>>

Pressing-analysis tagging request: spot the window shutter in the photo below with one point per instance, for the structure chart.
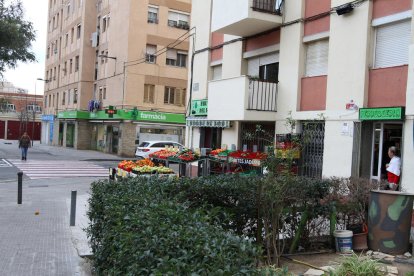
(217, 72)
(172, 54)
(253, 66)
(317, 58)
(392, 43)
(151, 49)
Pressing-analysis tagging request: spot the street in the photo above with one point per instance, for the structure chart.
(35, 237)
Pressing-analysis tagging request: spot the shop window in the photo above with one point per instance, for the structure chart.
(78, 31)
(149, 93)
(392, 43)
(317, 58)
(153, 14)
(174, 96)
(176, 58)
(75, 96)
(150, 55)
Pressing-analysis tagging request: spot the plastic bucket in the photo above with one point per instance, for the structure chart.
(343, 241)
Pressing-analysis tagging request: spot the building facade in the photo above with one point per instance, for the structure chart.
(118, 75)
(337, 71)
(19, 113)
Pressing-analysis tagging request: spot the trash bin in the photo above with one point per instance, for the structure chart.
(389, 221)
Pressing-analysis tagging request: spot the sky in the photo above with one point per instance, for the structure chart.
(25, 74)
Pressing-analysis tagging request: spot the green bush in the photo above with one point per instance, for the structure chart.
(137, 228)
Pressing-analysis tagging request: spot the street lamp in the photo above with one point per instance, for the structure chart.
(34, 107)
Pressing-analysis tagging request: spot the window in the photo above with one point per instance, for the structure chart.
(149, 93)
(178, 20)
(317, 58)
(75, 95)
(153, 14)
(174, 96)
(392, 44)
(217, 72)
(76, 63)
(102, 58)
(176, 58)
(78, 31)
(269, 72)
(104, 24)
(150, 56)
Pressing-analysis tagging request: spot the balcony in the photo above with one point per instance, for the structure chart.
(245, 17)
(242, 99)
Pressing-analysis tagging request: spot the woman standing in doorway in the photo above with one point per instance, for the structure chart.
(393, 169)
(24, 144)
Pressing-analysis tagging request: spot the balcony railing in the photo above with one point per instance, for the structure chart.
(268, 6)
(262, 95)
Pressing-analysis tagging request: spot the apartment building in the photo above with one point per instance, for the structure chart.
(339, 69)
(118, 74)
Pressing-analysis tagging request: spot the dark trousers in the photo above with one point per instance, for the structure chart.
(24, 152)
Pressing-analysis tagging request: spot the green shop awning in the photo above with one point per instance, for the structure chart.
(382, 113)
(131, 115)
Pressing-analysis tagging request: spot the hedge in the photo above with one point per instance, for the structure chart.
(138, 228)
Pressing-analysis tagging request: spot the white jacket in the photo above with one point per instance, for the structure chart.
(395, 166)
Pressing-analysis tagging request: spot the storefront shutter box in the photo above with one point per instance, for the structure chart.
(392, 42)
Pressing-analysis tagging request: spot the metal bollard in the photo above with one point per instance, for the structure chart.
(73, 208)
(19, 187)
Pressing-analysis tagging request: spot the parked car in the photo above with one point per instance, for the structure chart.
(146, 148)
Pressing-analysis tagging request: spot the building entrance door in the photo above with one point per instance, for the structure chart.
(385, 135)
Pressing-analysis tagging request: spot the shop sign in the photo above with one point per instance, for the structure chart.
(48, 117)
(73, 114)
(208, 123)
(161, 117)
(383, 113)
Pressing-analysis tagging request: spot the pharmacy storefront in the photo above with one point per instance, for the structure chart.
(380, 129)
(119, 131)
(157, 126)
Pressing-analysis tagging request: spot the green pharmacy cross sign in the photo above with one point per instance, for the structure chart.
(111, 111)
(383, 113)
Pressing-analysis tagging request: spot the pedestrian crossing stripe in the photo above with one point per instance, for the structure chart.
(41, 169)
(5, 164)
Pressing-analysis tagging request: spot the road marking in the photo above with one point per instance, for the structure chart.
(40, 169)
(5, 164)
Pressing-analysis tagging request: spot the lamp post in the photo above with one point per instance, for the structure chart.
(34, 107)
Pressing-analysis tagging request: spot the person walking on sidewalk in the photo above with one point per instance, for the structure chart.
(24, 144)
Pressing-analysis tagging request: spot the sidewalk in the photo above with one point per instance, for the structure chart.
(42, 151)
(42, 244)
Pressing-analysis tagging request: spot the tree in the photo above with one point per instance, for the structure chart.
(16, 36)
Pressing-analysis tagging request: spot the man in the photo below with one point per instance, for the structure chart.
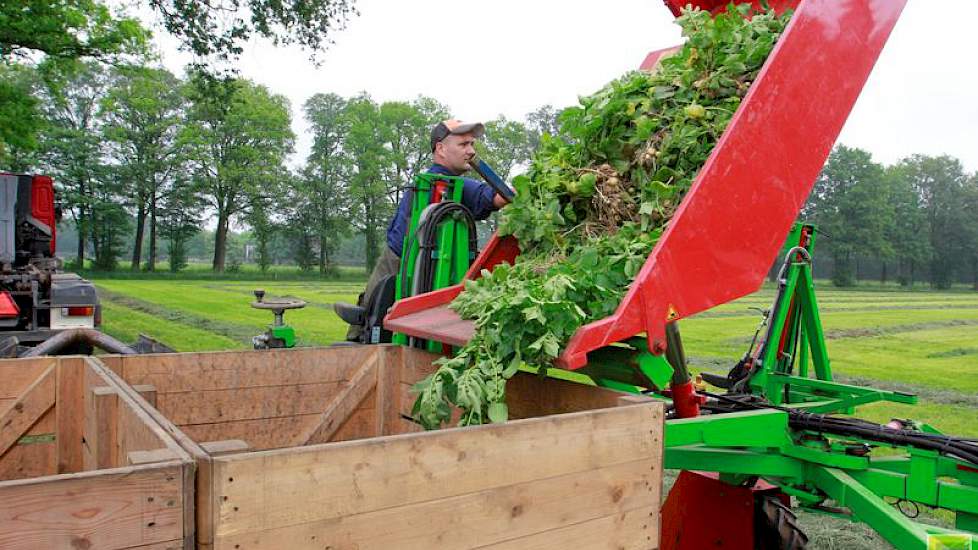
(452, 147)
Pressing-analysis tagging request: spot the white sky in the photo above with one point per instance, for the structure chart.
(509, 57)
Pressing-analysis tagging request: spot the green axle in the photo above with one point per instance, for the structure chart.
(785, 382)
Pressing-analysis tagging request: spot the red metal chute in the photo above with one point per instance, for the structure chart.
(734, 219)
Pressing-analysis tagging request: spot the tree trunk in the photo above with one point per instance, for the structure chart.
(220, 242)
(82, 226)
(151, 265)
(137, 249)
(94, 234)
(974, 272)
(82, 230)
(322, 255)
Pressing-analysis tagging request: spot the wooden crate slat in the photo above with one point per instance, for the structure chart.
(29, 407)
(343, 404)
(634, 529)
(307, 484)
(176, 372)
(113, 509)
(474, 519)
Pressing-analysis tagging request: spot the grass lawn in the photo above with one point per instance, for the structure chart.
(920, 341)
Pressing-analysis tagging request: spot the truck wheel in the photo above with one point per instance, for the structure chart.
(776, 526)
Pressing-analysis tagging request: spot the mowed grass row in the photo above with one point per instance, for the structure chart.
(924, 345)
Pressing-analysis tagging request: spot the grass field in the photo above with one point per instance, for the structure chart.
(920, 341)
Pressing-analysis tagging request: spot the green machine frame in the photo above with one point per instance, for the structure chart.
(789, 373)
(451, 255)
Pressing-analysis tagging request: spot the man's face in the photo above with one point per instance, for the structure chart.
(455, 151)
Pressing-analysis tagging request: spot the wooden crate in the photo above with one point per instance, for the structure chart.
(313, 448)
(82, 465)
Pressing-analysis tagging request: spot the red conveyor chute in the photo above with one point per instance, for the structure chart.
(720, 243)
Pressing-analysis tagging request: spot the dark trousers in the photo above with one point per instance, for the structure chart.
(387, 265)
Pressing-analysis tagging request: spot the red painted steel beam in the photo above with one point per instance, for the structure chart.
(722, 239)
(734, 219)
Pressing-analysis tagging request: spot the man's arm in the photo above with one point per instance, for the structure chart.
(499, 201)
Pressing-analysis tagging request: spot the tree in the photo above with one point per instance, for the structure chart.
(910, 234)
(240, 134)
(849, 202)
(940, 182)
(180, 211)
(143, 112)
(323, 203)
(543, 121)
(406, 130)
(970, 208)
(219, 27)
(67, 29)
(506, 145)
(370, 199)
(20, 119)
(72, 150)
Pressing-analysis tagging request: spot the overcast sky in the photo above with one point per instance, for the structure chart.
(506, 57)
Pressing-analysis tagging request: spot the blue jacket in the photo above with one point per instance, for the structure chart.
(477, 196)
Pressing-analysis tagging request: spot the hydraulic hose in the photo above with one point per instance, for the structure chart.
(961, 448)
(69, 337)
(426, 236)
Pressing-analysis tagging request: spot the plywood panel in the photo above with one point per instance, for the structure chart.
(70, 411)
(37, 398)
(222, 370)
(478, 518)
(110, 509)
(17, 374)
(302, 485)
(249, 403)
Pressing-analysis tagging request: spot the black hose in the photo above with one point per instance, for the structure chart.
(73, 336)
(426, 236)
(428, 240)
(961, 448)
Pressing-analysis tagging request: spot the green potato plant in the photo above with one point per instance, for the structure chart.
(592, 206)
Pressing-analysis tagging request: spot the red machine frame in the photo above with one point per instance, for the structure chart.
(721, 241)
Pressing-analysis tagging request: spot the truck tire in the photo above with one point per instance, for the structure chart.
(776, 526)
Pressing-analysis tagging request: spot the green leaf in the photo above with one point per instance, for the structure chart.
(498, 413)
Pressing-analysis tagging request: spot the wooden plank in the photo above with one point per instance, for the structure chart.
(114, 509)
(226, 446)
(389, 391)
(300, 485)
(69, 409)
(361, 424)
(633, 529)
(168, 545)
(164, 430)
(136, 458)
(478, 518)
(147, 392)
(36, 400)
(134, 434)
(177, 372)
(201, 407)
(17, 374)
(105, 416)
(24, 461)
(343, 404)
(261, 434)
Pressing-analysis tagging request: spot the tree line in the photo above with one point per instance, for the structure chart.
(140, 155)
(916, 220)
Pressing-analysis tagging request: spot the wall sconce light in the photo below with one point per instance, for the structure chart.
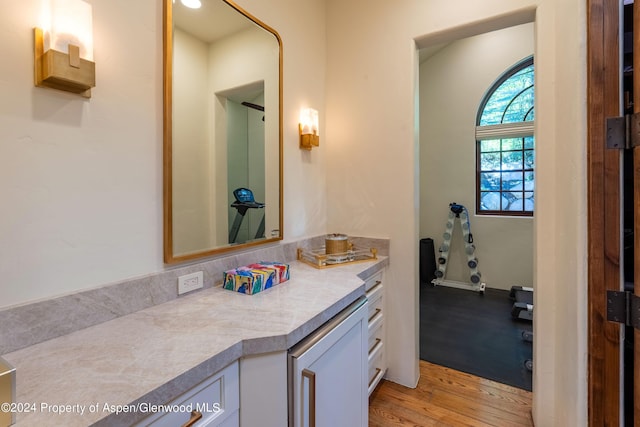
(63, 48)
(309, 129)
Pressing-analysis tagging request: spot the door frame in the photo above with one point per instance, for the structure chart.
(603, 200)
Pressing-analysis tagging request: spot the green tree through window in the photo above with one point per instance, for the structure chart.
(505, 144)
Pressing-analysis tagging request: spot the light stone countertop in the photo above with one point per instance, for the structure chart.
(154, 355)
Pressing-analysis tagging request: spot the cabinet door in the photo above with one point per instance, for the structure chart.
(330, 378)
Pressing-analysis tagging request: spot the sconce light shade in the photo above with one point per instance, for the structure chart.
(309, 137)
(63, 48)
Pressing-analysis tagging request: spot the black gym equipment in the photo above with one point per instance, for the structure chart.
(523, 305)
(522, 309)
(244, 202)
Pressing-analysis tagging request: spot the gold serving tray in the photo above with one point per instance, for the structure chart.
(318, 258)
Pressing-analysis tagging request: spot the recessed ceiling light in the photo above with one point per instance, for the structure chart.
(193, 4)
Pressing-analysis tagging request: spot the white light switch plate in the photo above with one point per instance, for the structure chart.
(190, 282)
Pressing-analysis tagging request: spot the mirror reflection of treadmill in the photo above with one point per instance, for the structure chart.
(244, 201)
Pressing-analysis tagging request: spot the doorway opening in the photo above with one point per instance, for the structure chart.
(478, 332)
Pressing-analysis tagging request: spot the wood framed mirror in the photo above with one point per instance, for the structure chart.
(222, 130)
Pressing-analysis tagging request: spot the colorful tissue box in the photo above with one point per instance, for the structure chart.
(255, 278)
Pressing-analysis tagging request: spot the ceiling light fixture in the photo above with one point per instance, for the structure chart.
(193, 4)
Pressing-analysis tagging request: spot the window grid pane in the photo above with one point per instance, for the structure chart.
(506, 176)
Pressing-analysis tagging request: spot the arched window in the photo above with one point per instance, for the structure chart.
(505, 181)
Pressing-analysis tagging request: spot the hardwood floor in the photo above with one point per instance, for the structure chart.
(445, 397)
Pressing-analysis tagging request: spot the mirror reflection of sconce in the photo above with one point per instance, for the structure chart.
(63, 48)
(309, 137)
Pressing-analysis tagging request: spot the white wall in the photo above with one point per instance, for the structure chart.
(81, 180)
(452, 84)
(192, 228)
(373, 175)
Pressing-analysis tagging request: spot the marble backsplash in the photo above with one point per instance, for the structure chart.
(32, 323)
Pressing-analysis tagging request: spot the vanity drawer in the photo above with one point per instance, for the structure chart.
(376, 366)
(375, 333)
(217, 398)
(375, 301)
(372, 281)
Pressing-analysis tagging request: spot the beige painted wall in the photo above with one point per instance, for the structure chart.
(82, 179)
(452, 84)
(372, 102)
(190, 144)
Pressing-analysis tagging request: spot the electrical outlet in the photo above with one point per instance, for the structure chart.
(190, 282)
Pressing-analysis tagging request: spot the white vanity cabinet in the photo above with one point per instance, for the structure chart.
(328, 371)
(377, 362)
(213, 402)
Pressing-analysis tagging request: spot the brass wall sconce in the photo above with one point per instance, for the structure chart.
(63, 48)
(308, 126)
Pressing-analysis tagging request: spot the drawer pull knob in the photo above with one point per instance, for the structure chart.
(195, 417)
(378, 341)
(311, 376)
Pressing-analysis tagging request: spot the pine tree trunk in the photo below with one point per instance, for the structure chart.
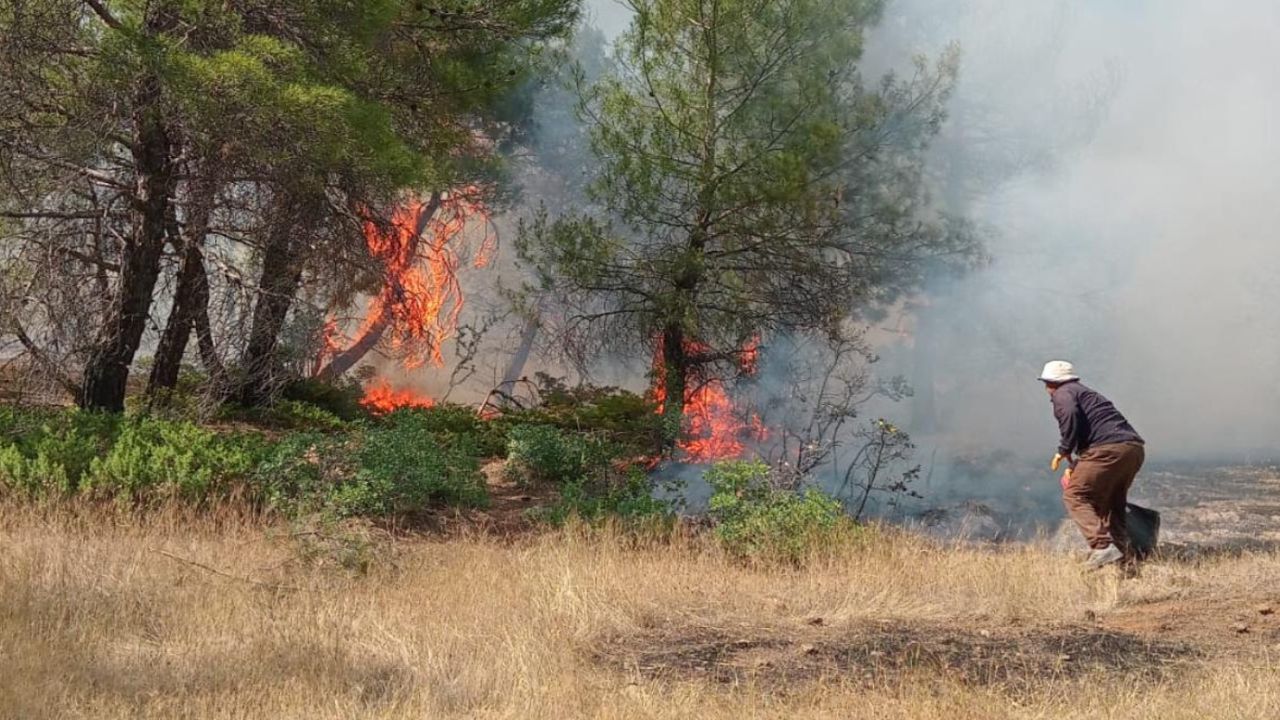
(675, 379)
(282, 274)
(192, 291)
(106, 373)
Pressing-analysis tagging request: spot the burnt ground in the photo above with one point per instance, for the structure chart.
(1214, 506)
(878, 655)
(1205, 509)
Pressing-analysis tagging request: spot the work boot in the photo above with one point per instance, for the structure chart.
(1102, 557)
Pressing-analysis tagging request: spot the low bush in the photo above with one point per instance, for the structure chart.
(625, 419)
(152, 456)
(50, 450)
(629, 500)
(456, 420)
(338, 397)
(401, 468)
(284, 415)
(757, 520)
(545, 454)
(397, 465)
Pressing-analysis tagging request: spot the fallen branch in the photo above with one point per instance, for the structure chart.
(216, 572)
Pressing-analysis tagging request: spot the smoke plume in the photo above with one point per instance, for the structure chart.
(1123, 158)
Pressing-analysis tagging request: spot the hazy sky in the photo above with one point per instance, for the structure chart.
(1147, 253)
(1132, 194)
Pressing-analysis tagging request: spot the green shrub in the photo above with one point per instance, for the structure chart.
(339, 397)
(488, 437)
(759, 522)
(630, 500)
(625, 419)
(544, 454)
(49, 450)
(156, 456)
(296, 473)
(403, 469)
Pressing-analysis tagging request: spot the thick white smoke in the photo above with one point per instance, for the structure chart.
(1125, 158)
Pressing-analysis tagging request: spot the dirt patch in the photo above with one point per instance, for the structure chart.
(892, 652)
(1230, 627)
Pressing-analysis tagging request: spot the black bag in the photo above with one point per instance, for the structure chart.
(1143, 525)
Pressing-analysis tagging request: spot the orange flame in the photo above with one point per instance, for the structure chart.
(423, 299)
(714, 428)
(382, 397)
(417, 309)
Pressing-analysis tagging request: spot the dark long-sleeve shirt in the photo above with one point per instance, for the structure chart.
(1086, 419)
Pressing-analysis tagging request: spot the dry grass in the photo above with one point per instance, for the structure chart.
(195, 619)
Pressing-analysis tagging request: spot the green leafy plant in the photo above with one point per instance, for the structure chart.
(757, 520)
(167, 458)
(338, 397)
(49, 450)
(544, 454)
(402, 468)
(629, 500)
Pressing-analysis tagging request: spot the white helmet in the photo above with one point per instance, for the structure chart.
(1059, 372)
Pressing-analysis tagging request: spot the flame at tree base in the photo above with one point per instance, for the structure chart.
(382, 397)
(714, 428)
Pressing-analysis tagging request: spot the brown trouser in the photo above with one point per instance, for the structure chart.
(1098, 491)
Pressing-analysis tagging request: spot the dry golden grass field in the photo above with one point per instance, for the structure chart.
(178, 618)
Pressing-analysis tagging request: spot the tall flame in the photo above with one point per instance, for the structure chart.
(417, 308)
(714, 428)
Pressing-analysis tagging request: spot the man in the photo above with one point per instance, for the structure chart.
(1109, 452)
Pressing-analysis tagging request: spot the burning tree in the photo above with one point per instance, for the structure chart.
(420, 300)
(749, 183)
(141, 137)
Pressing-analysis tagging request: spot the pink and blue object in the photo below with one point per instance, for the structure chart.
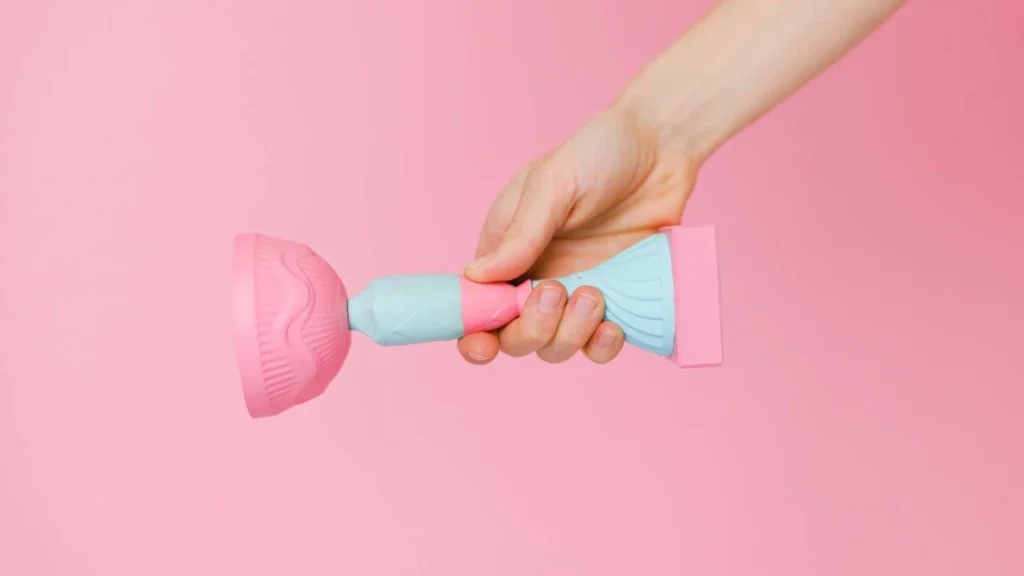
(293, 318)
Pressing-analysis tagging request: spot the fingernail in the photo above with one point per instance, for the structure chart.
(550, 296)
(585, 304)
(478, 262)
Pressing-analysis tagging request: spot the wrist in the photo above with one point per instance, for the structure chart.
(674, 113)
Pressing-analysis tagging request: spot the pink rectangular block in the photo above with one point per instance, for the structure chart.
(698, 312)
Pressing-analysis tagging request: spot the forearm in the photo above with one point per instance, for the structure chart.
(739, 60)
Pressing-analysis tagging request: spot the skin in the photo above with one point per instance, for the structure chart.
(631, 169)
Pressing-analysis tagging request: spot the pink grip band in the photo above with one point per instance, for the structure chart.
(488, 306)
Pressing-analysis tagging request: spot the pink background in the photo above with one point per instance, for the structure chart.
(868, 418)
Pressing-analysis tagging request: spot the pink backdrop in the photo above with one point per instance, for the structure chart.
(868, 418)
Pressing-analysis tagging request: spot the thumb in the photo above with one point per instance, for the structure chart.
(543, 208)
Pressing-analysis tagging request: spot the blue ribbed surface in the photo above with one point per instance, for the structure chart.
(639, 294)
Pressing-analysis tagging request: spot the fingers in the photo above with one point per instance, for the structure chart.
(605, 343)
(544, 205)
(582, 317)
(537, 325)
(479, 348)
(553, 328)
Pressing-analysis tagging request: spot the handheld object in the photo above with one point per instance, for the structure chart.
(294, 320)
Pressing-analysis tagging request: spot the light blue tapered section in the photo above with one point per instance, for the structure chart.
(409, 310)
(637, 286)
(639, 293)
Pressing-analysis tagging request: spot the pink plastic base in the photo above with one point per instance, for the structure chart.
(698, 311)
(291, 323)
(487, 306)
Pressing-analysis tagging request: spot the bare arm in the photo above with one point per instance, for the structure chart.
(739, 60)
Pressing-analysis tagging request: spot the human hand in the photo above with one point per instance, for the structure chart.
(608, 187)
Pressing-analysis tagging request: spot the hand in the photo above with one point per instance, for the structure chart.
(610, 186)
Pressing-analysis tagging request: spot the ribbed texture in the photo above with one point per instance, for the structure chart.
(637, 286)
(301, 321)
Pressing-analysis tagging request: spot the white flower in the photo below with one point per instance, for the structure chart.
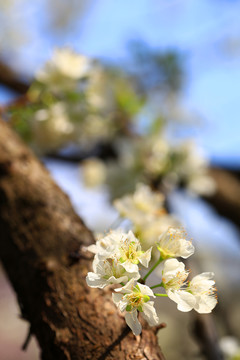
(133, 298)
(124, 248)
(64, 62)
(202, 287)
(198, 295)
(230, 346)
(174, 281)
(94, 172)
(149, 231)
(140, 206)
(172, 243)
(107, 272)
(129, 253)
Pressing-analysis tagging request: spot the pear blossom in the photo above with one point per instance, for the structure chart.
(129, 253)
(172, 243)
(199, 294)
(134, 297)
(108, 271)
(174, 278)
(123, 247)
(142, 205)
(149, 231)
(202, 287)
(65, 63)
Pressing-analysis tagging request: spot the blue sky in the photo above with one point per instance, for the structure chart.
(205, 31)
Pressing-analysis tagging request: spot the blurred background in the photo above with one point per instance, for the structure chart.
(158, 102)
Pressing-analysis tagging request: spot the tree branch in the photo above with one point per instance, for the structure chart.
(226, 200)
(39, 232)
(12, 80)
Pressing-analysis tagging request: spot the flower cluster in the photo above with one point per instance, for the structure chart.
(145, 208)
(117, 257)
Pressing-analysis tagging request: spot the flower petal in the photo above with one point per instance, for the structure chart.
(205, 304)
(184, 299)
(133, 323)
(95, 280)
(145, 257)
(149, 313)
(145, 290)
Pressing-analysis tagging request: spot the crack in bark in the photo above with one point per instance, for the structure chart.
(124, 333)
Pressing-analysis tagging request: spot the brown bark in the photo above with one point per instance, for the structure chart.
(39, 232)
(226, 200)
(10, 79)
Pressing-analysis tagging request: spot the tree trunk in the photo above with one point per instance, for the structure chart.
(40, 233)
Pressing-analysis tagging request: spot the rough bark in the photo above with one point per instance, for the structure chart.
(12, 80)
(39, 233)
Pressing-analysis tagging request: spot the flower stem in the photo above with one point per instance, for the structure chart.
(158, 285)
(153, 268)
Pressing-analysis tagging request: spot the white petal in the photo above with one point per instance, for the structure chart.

<<

Required work:
Lay out the records as a Markdown table with the columns Row and Record text, starting with the line that contains "Pressing-analysis tagging request: spot the ribbed" and going on through the end of the records. Number each row, skip blank lines, and leave the pictures out.

Exercise solution:
| Row | Record text |
|---|---|
| 1 | Pressing-analysis tagging request: spot the ribbed texture in the photo above with one point per instance, for the structure chart. |
| 2 | (637, 286) |
| 3 | (301, 321) |
| 4 | Pressing-analysis tagging request: spot the white flower in the photo below with one point per instance, for the structure chart. |
| 5 | (133, 298) |
| 6 | (124, 248) |
| 7 | (64, 62) |
| 8 | (202, 287) |
| 9 | (198, 295) |
| 10 | (230, 346) |
| 11 | (174, 281) |
| 12 | (94, 172) |
| 13 | (149, 231) |
| 14 | (140, 206) |
| 15 | (172, 243) |
| 16 | (107, 272) |
| 17 | (129, 253) |
| 18 | Pressing-analysis tagging request: spot the pear blossom in the photo above with one point per instance, for the structure chart. |
| 19 | (129, 253) |
| 20 | (172, 243) |
| 21 | (199, 294) |
| 22 | (134, 297) |
| 23 | (108, 271) |
| 24 | (174, 278) |
| 25 | (123, 247) |
| 26 | (142, 205) |
| 27 | (149, 231) |
| 28 | (202, 287) |
| 29 | (65, 63) |
| 30 | Pressing-analysis tagging request: spot the blue sky in the photo above with one point per instance, for the structure chart. |
| 31 | (205, 31) |
| 32 | Pressing-analysis tagging request: spot the blurred background in the photo above with one point per instance, for the structure chart. |
| 33 | (158, 102) |
| 34 | Pressing-analysis tagging request: spot the tree branch in the photo above with one point per instance, for the structure chart. |
| 35 | (226, 200) |
| 36 | (39, 232) |
| 37 | (12, 80) |
| 38 | Pressing-analysis tagging request: spot the flower cluster in the photo above with one point per instance, for the structure chart. |
| 39 | (145, 208) |
| 40 | (117, 257) |
| 41 | Pressing-analysis tagging request: spot the flower petal in the photo above with one point per instance, for the structure chart. |
| 42 | (205, 304) |
| 43 | (184, 299) |
| 44 | (133, 323) |
| 45 | (95, 280) |
| 46 | (145, 257) |
| 47 | (149, 313) |
| 48 | (145, 290) |
| 49 | Pressing-analysis tagging request: spot the crack in bark in the photo above with one point per instance, for the structure chart. |
| 50 | (124, 333) |
| 51 | Pressing-analysis tagging request: spot the brown bark in the photo above with one point per instance, for the structure chart. |
| 52 | (39, 232) |
| 53 | (226, 200) |
| 54 | (10, 79) |
| 55 | Pressing-analysis tagging request: spot the tree trunk in the photo above with one point per instance, for the structure chart. |
| 56 | (40, 233) |
| 57 | Pressing-analysis tagging request: spot the rough bark in the photo above with one point per instance, for the structure chart. |
| 58 | (12, 80) |
| 59 | (39, 233) |
| 60 | Pressing-analysis tagging request: spot the flower stem in the photo above with one point per instance, for the structure chart. |
| 61 | (158, 285) |
| 62 | (153, 268) |
| 63 | Pressing-analysis tagging request: spot the white petal in the photo above with one point per instance, for the structure chart. |